__Document__
__________________________________________________
We first estimate Equation 2 using the student’s randomly assigned teacher’s measure of Teach. Estimates of β1 will produce the intent-to-treat (ITT) effect of assigned teacher quality, as measured by the FFT, on student achievement. To generate the ITT effect, we use the randomly assigned teacher’s measure of Teach from the 2009–2010 school year (2010 Teach). We use this measure instead of the 2011 measure for two reasons. First, the best estimate of the effectiveness of the randomly assigned teacher at the time of randomization is the 2010 measure, which represents the intended teacher quality to which students were randomly assigned. Second, we wish to avoid any influence that nonrandom sorting, postrandomization, may have on the 2011 Teach measure. Moreover, as the 2011 Teach measure is a function of FFT scores based on multiple lesson-specific observations occurring over the course of the school year, this time-varying treatment, if influenced by sorting, is unlikely to best represent the quality of instruction that students were randomly assigned to.
The ITT estimates may meaningfully differ from observed teacher effectiveness, as measured by the FFT, when postrandomization sorting has taken place. To assess the extent of this difference, we next estimate Equation 2 by including the measure of Teach for the student’s actual teacher for the 2010–2011 school year. Comparing the ITT estimates with observed teacher effectiveness will provide insight into the nature of student–teacher sorting and how this sorting may influence the relationship between teacher performance, as measured by the FFT, and student achievement. We discuss these findings in the Results section.
Accounting for Noncompliance With Randomization
Subsequent to the random assignment of classes of students to teachers, there was extensive noncompliance with teacher random assignment across each of the six district sites. In the MET study’s full randomization sample, only 30% of students in Memphis complied with their initial teacher random assignment, whereas 54% of students who remained in the same school were noncompliers (22% of students moved to another teacher within the randomization block, while 32% of students remained in the school but ended up in a classroom outside of the exchange group randomization block; White & Rowan, 2012). Noncompliance likely reflects two types of post hoc sorting: (a) students requesting transfers away from their randomly assigned teacher’s class and (b) teachers and/or principals purposefully matching students to teachers. If the movement of students within and outside of randomization blocks is nonrandom, then we can no longer assume that teacher instructional quality is orthogonal to student characteristics.
__________________________________________________
__Exercise goal__
Rewrite the passage on teacher random assignment between "The ITT estimates may" and "the Results section.", inclusive, putting "intent-to-treat estimates" in place of "ITT estimates". The data after this point comes from a separate source.

__Dataset excerpt__
__________________________________________________
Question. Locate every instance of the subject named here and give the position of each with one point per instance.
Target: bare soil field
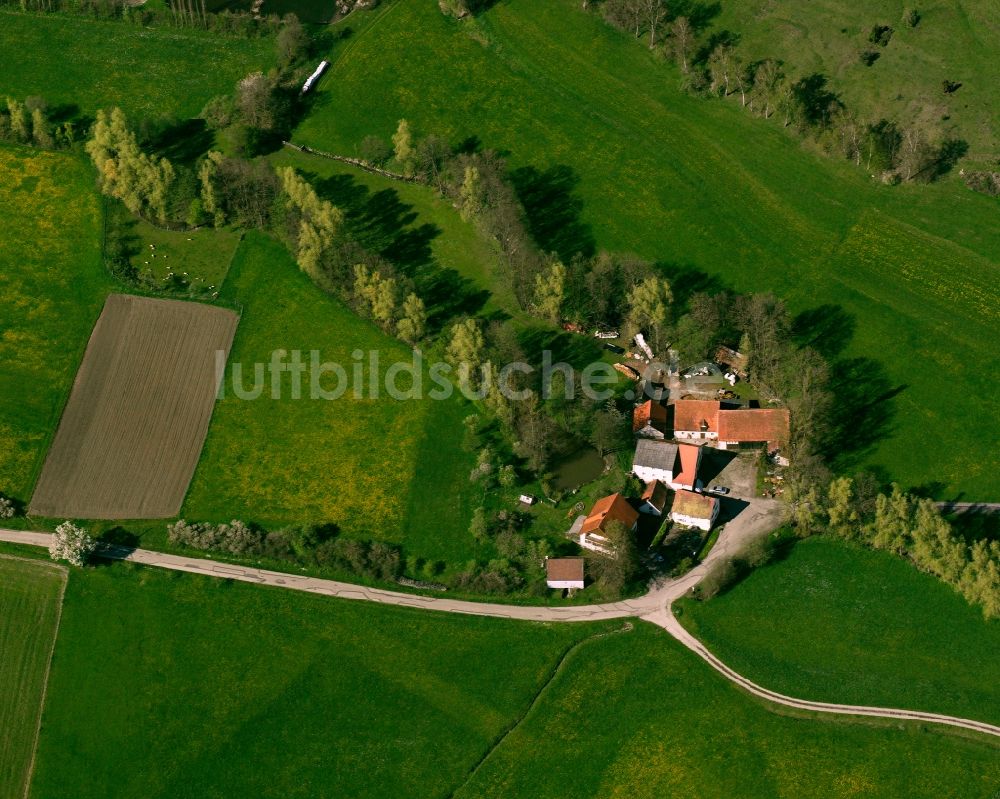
(132, 431)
__________________________________________________
__Result__
The intent-to-treat estimates may meaningfully differ from observed teacher effectiveness, as measured by the FFT, when postrandomization sorting has taken place. To assess the extent of this difference, we next estimate Equation 2 by including the measure of Teach for the student’s actual teacher for the 2010–2011 school year. Comparing the intent-to-treat estimates with observed teacher effectiveness will provide insight into the nature of student–teacher sorting and how this sorting may influence the relationship between teacher performance, as measured by the FFT, and student achievement. We discuss these findings in the Results section.